--- SOURCE INFORMATION Enclosed Below ---

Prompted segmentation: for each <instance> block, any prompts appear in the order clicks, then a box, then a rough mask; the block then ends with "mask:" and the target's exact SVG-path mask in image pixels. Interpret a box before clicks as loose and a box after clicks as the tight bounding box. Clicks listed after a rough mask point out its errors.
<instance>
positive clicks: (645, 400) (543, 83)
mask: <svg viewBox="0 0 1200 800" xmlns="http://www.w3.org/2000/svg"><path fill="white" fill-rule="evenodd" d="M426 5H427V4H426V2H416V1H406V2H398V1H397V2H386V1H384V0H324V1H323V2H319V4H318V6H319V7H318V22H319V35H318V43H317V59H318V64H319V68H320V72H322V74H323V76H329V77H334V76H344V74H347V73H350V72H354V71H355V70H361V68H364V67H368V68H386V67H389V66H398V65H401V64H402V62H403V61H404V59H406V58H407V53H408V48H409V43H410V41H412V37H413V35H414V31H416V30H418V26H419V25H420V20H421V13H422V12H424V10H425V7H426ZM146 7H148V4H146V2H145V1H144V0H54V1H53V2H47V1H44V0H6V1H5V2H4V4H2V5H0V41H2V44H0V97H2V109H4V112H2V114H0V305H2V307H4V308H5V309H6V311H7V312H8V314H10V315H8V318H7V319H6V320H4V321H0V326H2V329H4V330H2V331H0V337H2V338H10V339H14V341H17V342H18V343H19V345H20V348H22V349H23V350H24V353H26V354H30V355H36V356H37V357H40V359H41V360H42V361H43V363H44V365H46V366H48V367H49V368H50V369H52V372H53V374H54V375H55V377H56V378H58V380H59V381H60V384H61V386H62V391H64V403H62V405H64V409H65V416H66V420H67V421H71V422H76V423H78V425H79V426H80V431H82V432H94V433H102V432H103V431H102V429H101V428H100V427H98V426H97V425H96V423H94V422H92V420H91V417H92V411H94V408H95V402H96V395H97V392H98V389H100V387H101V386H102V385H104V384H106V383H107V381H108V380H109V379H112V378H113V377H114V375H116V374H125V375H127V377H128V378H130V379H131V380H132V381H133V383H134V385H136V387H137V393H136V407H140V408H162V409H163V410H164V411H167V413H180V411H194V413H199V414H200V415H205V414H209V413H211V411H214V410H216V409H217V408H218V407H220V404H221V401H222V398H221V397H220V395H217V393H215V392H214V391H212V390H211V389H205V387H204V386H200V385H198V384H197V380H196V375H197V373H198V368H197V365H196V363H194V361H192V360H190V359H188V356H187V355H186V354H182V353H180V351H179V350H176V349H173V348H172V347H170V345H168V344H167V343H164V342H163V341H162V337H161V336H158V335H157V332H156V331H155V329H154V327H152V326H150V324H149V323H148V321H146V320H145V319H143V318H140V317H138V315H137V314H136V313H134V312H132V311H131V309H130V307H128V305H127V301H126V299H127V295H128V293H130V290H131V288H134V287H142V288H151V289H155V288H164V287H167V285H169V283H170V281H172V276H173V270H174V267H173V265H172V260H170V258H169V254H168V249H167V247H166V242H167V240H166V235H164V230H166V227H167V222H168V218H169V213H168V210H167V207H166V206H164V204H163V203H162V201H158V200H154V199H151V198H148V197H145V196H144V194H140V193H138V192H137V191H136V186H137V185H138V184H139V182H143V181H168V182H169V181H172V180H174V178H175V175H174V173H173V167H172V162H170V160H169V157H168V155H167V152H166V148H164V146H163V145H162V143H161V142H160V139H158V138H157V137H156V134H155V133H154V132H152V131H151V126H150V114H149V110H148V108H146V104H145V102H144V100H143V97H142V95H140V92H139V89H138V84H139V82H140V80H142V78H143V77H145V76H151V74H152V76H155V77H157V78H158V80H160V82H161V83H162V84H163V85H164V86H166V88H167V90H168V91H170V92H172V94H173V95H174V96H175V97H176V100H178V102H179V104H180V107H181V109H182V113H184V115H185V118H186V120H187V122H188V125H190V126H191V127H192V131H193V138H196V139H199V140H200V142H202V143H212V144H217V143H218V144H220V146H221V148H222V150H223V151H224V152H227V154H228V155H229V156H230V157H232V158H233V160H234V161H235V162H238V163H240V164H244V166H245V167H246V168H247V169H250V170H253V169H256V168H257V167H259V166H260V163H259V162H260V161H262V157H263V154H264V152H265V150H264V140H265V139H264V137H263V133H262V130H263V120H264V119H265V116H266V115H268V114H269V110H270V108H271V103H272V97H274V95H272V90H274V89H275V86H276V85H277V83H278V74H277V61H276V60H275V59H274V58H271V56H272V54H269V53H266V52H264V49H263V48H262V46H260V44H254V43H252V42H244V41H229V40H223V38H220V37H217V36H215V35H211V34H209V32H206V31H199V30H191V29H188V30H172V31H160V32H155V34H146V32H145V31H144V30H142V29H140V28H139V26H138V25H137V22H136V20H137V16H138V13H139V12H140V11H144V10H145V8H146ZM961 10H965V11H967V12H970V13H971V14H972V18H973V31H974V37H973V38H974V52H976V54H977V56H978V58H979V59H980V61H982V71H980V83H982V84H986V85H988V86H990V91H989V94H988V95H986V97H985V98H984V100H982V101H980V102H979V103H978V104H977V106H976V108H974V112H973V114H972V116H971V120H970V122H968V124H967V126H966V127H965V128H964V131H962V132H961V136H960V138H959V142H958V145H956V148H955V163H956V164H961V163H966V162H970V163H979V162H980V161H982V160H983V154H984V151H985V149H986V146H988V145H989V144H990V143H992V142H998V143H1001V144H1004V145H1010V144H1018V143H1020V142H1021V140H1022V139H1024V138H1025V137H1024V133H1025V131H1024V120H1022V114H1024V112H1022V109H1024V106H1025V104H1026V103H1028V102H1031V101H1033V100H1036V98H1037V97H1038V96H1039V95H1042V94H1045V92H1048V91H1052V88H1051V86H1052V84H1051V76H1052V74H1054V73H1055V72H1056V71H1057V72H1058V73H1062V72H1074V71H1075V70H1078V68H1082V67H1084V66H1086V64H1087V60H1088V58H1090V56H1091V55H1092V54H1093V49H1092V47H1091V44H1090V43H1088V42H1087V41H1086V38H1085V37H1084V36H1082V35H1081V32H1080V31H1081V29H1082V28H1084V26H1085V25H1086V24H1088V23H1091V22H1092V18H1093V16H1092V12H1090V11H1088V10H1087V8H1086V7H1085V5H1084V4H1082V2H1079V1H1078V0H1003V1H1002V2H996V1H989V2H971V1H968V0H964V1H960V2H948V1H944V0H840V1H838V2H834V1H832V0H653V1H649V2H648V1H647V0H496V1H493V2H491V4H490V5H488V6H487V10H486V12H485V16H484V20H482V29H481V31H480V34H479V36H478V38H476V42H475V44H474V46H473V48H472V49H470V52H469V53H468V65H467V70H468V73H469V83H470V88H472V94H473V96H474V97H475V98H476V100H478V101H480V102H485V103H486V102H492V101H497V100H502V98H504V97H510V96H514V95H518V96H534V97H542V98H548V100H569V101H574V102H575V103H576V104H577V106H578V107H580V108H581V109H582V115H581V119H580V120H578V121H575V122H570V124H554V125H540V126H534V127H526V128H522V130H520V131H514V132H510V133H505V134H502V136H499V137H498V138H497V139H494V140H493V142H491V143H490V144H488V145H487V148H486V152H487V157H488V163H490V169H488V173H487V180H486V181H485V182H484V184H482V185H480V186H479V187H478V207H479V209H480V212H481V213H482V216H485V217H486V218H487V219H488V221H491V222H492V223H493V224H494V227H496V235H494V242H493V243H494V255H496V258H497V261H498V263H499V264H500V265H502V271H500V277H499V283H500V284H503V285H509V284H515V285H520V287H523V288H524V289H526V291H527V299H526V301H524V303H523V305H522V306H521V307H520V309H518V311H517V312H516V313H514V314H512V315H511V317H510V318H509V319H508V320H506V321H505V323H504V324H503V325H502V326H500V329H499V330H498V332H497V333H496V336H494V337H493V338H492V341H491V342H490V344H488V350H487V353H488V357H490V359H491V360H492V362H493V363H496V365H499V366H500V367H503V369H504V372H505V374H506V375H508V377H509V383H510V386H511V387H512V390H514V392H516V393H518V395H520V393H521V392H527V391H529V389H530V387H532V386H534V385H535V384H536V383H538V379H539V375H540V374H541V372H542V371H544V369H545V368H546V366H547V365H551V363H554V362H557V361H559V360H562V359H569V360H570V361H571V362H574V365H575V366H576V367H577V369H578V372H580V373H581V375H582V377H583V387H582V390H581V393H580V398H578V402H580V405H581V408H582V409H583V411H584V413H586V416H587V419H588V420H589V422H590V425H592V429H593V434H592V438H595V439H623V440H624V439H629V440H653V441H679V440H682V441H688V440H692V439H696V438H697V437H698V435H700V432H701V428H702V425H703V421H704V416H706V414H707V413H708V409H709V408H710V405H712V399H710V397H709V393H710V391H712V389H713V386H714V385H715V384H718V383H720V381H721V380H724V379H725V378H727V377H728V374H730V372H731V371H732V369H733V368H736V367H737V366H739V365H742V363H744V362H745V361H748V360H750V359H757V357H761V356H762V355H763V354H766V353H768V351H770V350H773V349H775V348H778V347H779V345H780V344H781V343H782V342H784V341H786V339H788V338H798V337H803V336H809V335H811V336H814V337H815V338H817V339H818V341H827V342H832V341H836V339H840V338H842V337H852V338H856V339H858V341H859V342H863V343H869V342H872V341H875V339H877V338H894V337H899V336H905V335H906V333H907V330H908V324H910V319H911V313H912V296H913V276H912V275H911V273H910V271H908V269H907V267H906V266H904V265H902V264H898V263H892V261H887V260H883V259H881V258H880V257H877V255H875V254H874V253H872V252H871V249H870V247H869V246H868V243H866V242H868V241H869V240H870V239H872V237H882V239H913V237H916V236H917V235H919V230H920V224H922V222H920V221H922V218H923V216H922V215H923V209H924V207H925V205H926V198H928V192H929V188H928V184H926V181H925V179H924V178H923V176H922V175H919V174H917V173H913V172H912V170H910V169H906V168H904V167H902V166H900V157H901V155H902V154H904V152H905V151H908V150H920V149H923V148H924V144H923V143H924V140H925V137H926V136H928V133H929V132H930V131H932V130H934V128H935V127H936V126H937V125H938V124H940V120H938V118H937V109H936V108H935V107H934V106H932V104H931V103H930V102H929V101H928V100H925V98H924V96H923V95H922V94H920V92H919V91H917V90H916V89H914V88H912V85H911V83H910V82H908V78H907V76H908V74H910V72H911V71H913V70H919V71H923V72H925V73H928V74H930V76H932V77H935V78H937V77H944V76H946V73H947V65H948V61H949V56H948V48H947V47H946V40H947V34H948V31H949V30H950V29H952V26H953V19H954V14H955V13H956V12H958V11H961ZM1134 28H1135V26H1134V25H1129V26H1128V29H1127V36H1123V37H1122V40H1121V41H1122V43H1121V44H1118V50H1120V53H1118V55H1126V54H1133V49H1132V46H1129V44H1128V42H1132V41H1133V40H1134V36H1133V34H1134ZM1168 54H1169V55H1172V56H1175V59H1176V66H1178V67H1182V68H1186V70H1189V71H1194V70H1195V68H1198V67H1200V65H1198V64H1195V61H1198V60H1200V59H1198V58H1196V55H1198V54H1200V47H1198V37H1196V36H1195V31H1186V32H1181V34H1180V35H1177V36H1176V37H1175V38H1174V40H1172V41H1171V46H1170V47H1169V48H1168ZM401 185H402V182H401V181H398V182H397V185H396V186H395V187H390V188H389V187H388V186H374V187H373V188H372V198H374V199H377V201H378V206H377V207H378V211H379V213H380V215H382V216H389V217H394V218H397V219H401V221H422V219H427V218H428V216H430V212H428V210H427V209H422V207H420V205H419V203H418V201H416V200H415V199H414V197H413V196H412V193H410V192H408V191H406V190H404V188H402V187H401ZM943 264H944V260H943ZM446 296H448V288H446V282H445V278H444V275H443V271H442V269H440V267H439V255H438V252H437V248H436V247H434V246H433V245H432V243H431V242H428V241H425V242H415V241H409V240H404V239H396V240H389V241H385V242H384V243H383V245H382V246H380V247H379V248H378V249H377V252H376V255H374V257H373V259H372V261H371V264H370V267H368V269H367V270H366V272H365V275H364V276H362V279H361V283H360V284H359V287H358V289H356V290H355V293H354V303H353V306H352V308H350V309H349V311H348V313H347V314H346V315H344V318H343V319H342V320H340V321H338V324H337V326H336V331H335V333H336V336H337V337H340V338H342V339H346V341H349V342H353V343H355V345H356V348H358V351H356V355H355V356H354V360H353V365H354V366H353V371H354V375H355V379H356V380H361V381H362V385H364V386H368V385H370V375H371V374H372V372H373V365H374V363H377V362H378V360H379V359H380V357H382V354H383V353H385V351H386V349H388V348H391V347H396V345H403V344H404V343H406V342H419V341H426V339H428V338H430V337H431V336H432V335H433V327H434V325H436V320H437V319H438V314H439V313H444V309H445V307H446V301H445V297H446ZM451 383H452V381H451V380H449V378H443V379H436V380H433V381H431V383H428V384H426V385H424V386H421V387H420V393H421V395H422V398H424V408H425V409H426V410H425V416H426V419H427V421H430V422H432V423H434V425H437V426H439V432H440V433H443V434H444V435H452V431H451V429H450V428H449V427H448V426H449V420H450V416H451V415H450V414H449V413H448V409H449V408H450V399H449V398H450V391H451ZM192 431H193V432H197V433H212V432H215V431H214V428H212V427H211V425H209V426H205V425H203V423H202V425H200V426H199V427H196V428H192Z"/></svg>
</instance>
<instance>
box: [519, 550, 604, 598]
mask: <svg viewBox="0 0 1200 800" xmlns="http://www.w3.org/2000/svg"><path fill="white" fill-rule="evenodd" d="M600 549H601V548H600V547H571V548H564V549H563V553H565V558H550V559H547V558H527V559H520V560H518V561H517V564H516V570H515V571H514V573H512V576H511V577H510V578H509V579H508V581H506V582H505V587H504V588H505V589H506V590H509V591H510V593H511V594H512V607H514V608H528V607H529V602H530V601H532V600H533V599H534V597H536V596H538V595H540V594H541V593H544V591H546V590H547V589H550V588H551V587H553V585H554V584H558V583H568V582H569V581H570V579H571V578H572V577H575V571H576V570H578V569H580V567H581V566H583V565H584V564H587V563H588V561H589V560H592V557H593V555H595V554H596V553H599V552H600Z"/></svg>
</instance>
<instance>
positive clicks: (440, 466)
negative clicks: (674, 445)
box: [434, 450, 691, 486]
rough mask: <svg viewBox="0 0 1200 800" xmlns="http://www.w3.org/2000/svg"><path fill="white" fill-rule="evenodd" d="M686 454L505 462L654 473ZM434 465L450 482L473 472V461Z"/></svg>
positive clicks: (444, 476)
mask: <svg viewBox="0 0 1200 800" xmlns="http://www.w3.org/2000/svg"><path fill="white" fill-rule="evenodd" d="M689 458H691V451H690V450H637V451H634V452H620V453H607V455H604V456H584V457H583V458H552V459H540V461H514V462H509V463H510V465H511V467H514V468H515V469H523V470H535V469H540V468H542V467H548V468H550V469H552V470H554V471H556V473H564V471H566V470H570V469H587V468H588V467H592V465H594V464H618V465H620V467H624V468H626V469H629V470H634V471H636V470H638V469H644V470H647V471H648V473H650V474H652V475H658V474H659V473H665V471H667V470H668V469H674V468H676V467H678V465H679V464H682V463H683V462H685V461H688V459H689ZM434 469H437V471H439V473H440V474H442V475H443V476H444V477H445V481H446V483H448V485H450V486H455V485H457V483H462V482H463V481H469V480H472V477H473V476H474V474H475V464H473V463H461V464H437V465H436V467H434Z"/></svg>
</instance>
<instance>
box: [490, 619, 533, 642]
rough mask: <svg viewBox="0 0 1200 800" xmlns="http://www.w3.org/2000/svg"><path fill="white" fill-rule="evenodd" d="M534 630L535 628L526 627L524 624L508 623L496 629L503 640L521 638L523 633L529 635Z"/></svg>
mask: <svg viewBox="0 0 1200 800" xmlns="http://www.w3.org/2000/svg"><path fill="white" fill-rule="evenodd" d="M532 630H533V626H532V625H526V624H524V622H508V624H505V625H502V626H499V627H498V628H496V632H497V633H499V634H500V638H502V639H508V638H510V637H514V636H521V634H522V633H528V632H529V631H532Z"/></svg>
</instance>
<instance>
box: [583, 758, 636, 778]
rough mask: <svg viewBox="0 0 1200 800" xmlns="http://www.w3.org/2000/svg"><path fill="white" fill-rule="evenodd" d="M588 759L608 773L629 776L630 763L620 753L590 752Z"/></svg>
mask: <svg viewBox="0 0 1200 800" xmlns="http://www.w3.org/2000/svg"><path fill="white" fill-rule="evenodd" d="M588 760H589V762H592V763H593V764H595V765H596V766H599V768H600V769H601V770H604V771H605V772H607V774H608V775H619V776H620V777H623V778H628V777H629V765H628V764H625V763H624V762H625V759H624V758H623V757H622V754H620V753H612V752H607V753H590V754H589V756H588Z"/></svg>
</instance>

--- End of Enclosed SOURCE INFORMATION ---

### [EXERCISE OBJECTIVE]
What you return must be the lines above that run from the line with "negative clicks: (674, 445)" to the line with "box: [583, 758, 636, 778]", inclusive, each copied exactly.

### [ANSWER SPACE]
negative clicks: (674, 445)
box: [434, 450, 691, 486]
rough mask: <svg viewBox="0 0 1200 800" xmlns="http://www.w3.org/2000/svg"><path fill="white" fill-rule="evenodd" d="M686 454L505 462L654 473ZM434 465L450 482L473 472V461Z"/></svg>
positive clicks: (444, 476)
mask: <svg viewBox="0 0 1200 800" xmlns="http://www.w3.org/2000/svg"><path fill="white" fill-rule="evenodd" d="M689 458H691V451H690V450H637V451H634V452H620V453H607V455H604V456H584V457H583V458H552V459H540V461H514V462H509V463H510V465H511V467H514V468H515V469H523V470H535V469H540V468H542V467H548V468H550V469H552V470H554V471H556V473H564V471H566V470H570V469H587V468H588V467H592V465H594V464H618V465H620V467H624V468H626V469H629V470H634V471H636V470H638V469H644V470H647V471H648V473H650V474H652V475H658V474H659V473H665V471H667V470H668V469H674V468H676V467H678V465H679V464H682V463H683V462H685V461H688V459H689ZM434 469H437V471H439V473H440V474H442V475H443V476H444V477H445V481H446V483H448V485H450V486H455V485H457V483H462V482H463V481H469V480H472V477H473V476H474V474H475V464H473V463H461V464H437V465H436V467H434Z"/></svg>
</instance>
<instance>
box: [490, 619, 533, 642]
rough mask: <svg viewBox="0 0 1200 800" xmlns="http://www.w3.org/2000/svg"><path fill="white" fill-rule="evenodd" d="M534 630L535 628L526 627L524 624L508 623L496 629L503 640L521 638L523 633L529 635Z"/></svg>
mask: <svg viewBox="0 0 1200 800" xmlns="http://www.w3.org/2000/svg"><path fill="white" fill-rule="evenodd" d="M532 630H533V626H532V625H526V624H524V622H508V624H505V625H502V626H499V627H498V628H496V632H497V633H499V634H500V638H502V639H508V638H510V637H514V636H521V634H522V633H528V632H529V631H532Z"/></svg>
</instance>
<instance>
box: [583, 758, 636, 778]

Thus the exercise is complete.